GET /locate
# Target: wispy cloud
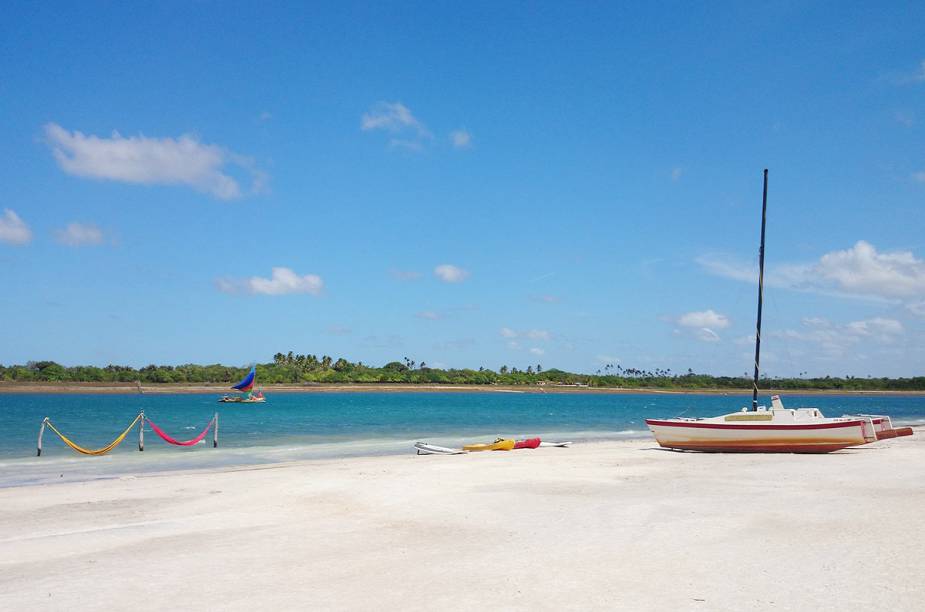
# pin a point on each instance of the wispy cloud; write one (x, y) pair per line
(919, 75)
(704, 318)
(449, 273)
(283, 281)
(702, 324)
(461, 139)
(905, 118)
(834, 340)
(404, 275)
(395, 118)
(79, 234)
(14, 230)
(530, 334)
(860, 271)
(153, 161)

=-=-=

EXERCISE DIRECTIONS — Here the job is to retype exactly the lines that start at the one containing "# Target: wispy cloud" and run through the end of the records above, leaving out pictures.

SOLUTION TO THIS TASK —
# Target: wispy cloud
# pin a point on each instance of the wispy cloud; write one (x, y) pair per line
(919, 75)
(704, 318)
(449, 273)
(283, 281)
(702, 324)
(461, 139)
(905, 118)
(834, 340)
(404, 275)
(395, 118)
(79, 234)
(14, 230)
(530, 334)
(860, 271)
(153, 161)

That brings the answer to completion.